Prompt: Return all of the entries, keeping every word and mark as it is.

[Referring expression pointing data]
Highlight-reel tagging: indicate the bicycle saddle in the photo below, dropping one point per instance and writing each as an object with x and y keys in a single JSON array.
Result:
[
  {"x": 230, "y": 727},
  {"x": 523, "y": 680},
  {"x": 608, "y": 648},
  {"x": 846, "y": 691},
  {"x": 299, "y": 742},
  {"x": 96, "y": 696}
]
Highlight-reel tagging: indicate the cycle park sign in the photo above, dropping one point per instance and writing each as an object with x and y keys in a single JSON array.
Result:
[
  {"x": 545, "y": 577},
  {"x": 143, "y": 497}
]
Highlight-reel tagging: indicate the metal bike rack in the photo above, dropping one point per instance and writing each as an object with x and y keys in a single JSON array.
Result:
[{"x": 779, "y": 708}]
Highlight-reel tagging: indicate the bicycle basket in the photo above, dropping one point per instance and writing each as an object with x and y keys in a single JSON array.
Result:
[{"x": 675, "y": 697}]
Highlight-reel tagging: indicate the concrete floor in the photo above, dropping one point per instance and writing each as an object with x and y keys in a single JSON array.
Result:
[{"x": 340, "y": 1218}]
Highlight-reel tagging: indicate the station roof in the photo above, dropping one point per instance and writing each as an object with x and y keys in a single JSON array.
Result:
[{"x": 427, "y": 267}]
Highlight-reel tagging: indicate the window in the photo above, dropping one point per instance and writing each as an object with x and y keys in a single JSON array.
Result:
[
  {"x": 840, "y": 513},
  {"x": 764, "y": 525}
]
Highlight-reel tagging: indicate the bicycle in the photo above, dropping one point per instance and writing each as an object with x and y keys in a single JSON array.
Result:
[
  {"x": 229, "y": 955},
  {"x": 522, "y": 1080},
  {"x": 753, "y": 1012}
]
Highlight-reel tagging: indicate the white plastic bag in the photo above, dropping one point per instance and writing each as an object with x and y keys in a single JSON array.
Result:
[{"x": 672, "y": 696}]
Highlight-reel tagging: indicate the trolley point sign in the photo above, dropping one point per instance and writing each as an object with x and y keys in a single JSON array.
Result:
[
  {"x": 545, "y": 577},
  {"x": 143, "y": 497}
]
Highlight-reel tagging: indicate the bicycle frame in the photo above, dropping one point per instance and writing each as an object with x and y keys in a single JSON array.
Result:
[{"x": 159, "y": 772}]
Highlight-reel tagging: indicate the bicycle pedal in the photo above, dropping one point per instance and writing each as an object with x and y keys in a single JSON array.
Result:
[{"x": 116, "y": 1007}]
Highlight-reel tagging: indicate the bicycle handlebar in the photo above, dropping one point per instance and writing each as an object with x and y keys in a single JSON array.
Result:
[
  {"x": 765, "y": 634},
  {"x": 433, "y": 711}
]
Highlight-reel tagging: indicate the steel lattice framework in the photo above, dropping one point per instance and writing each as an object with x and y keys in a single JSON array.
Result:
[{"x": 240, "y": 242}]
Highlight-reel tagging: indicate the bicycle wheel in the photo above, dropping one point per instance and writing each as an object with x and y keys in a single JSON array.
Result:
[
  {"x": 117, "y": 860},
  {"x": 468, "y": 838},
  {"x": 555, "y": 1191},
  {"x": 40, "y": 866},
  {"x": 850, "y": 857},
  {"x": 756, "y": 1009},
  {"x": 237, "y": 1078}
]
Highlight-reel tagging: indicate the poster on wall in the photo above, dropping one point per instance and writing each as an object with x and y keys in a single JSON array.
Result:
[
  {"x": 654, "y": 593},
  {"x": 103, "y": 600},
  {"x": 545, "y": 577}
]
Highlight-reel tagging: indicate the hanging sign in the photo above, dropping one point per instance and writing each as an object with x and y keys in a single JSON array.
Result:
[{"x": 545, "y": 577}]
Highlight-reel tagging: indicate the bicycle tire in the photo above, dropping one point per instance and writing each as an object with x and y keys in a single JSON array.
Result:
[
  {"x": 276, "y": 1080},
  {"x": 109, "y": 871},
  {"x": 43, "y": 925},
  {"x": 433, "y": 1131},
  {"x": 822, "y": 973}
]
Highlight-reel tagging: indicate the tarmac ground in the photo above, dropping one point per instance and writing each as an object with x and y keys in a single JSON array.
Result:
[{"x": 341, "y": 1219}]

Result of this exercise:
Highlight-reel tagging: indicate the bicycle saddle in the photo below, dropping one point per instance and writing each as an object with x and y keys in a single JSON array.
Result:
[
  {"x": 230, "y": 727},
  {"x": 523, "y": 680},
  {"x": 608, "y": 648},
  {"x": 846, "y": 691},
  {"x": 299, "y": 742},
  {"x": 96, "y": 696}
]
Highlight-reel tagging: indicate the cycle park sign in the photo above, dropping one point per instance and writing each as an object with x and y keys in a single JSON array.
Result:
[
  {"x": 545, "y": 577},
  {"x": 143, "y": 497}
]
Highlight-reel tagging: indicate the metal bike rack in the photo above, dropping one point per instance and writing each as an object with x and y keys in a single JSON array.
Result:
[{"x": 779, "y": 708}]
Highlight-reel tagging: indicate the bicycle basket in the photo above, dropping one point per instance and writing each as an object with x and y keys in a single JSON array.
Result:
[{"x": 675, "y": 697}]
Highlight-reel tagging: indicate the concrete floor in the photo above, dropping one point per instance and writing each as an object with x and y keys in a single JSON array.
Result:
[{"x": 340, "y": 1218}]
Highlight-reel tagging: indicate the station roof in the photo above, dropping one point per instance and writing each as an object with x and y keys in a single JSON array.
Result:
[{"x": 427, "y": 267}]
Highlight-reel tagging: indicate the window in the photo above, dropping one point per instance and writing each as an object with x and y keys in a single JSON array.
Result:
[
  {"x": 840, "y": 513},
  {"x": 764, "y": 525}
]
Highlight-reel tagging: indicate the bicycle in the photo above, dropping one point per instance and writing each as an object with x and y keys in a single JSON array.
Result:
[
  {"x": 229, "y": 955},
  {"x": 522, "y": 1080},
  {"x": 753, "y": 1012}
]
Highlight-reel tagging: indicate the white plastic bag in the photo above, dropping one point per instance and writing each as an object with x and y keys in a single JSON array.
Result:
[{"x": 672, "y": 696}]
Highlight-reel tagging: indicate the trolley point sign in the photo above, dropping one point per instance and writing each as an object with x and y keys in a single JSON array.
Result:
[
  {"x": 545, "y": 577},
  {"x": 143, "y": 497}
]
Highlight-reel tagging: indicate the bicycle frame in the photo above, dropping one point per instance and writing each as an object with x and y keys in a single JSON array.
Result:
[{"x": 159, "y": 772}]
Highlight-reel tagging: indicate the bicycle pedal in the photo above, dropping one point per instance and writing each as an object with x and y keys in a single JSON array.
Result:
[{"x": 116, "y": 1007}]
Highlight-reel tagging: indicate the bicycle handlebar in the photo above, dropping one point per instance and writing each as an object with x and y keys in a single JSON array.
Result:
[
  {"x": 765, "y": 634},
  {"x": 433, "y": 711}
]
Highlight-reel tagging: indicate the steel lattice framework in the photo above, dropping one point per instance and writing each as an object with x and y keys in a single JSON array.
Result:
[{"x": 240, "y": 242}]
Highlight-reel tagging: indicate the bicycle wheel in the photo above, dropping one point per instance and writing each as an object with x and y keys in a single JSON array.
Result:
[
  {"x": 117, "y": 860},
  {"x": 468, "y": 838},
  {"x": 555, "y": 1191},
  {"x": 40, "y": 866},
  {"x": 850, "y": 857},
  {"x": 756, "y": 1009},
  {"x": 237, "y": 1078}
]
Highlight-reel tagging: indicate the poster on wall in the photo above, dropping one point per instance and writing each as an object with x and y keys in a single JSON array.
Result:
[
  {"x": 654, "y": 593},
  {"x": 103, "y": 600},
  {"x": 545, "y": 577}
]
Highlight-reel tagging: indicate the hanging sign in the photo above, dropping one point per instance and writing each as an object with x and y keys in a single JSON array.
Result:
[{"x": 545, "y": 577}]
Highlight-reel tagging: indicate the bicycle tire in the photo above, dropping one point per instance and writing each as an object with x and y keys in a single JSON array.
Result:
[
  {"x": 276, "y": 1080},
  {"x": 109, "y": 871},
  {"x": 43, "y": 925},
  {"x": 433, "y": 1131},
  {"x": 822, "y": 973}
]
Highlight-reel tagging: indicate the tarmac ground in the photo above, dropping one point per instance and writing each as an object with x and y keys in a single JSON array.
Result:
[{"x": 341, "y": 1219}]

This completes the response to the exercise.